**Goal A**
Could you switch "dinners" to "lunches" and write out everything in the birthday essay from "Of course, I" down to "willing to offer."?

**Passage**

╔══

Most people I know have very different ideas about birthdays than I do. Apparently, birthdays are occasions to be ignored, forgotten, unmentioned. You should hate your own birthday, refuse any question of celebrating it, and loath to accept any gifts. If someone insists on talking about it, offering you a gift, a card, or even a hug you may accept out of politeness but you must insist they shouldn’t have.

You must at the very least refrain from mentioning or otherwise informing or reminding anyone it is your birthday. You should not plan your own birthday celebration but wait for others to prove how much they care about you by making the plans for you. You should not buy yourself a gift. That only proves you are selfish, self-centered, and, obviously, friendless. Birthday celebration should not exceed one day and night of gift-giving and glee. Anything more than that is an annoyance and a burden.

Of course, I do not follow or agree with any of this. I verbally and quite publically count down to my birthday. I make tons of plans for dinners, outings, visits, and events. I buy myself things and whole-heartedly accept any gifts others are willing to offer.

I treat every birthday as a holiday because to me that is exactly what it is and I invite anyone who wishes to come along to celebrate with me. I ask for no gifts or cash contributions, I only ask that you witness my life. Witness my growth and passing. Witness me moving from one age to another. That, after all, is the greatest gift any of us can ask for.

╚══

**Goal B**
Which lines of the entries contain the string "step"? Return each of them.

[Outline entries]
╔══

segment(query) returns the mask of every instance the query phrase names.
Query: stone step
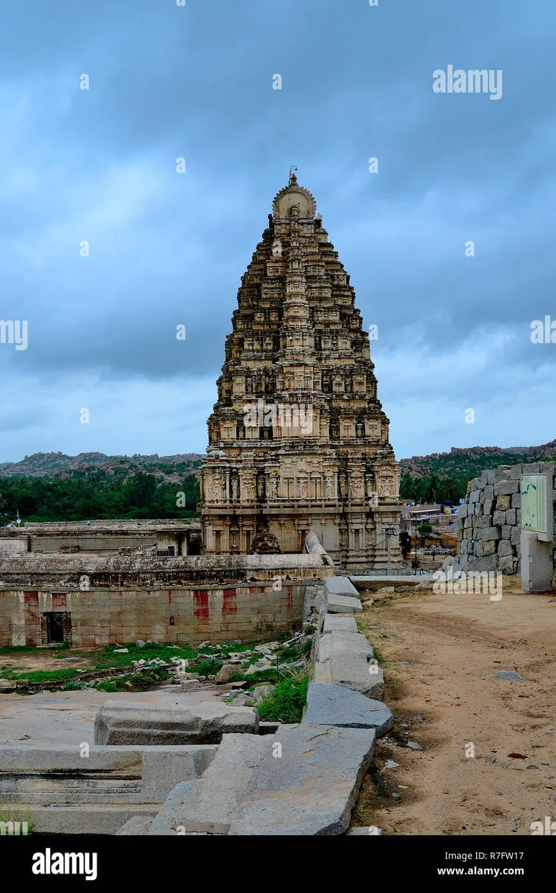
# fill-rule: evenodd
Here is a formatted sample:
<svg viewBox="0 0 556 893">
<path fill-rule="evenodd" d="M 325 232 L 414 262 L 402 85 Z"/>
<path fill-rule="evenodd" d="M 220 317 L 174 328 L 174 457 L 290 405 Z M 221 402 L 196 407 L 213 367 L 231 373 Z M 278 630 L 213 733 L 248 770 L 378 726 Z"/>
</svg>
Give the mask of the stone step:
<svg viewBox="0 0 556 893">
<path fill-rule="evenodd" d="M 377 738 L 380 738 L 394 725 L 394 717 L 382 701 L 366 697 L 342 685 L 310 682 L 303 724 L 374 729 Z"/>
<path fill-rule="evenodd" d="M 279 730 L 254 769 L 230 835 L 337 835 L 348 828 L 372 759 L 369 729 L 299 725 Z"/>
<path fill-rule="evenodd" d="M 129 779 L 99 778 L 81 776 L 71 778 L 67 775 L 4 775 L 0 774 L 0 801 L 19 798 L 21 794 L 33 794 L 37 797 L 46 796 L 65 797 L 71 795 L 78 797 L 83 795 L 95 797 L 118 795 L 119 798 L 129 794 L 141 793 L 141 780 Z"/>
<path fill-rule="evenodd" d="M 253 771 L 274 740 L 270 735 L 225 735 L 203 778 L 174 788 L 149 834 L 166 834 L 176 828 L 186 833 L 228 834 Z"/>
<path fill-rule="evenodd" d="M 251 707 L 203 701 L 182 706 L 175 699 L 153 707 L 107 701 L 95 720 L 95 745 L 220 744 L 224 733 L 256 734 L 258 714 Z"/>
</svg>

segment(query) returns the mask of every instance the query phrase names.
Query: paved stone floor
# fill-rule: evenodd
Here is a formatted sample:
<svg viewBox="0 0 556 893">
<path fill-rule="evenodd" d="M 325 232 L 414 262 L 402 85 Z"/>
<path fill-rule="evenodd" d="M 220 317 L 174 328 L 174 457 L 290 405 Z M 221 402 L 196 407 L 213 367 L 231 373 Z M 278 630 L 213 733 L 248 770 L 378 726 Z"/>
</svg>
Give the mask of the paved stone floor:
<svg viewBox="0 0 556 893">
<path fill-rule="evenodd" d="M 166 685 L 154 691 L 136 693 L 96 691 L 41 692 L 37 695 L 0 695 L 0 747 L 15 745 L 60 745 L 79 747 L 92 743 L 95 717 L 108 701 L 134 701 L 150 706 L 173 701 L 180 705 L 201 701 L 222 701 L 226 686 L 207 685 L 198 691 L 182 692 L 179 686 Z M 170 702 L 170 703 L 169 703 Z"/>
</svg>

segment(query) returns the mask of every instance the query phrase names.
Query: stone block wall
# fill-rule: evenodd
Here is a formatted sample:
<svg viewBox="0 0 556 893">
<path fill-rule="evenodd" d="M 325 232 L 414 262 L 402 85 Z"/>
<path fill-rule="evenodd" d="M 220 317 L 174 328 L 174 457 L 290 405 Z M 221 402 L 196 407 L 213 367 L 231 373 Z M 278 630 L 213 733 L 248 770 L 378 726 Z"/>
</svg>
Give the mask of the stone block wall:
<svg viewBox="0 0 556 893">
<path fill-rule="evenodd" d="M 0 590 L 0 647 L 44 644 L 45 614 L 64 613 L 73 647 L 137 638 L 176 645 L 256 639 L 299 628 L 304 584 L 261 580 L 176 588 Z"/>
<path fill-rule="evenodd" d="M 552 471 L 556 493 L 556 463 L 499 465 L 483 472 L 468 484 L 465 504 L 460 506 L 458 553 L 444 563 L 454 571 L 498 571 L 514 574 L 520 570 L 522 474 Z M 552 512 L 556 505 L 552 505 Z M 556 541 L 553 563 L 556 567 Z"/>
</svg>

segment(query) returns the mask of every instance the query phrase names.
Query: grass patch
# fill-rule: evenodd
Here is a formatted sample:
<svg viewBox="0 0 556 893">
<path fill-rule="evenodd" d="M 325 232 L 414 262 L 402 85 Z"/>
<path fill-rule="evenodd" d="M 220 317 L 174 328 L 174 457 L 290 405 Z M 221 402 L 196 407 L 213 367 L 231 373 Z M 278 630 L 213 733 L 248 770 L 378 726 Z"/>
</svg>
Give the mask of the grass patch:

╚══

**Task output A**
Of course, I do not follow or agree with any of this. I verbally and quite publically count down to my birthday. I make tons of plans for lunches, outings, visits, and events. I buy myself things and whole-heartedly accept any gifts others are willing to offer.

**Task output B**
Query: stone step
Give the mask of the stone step:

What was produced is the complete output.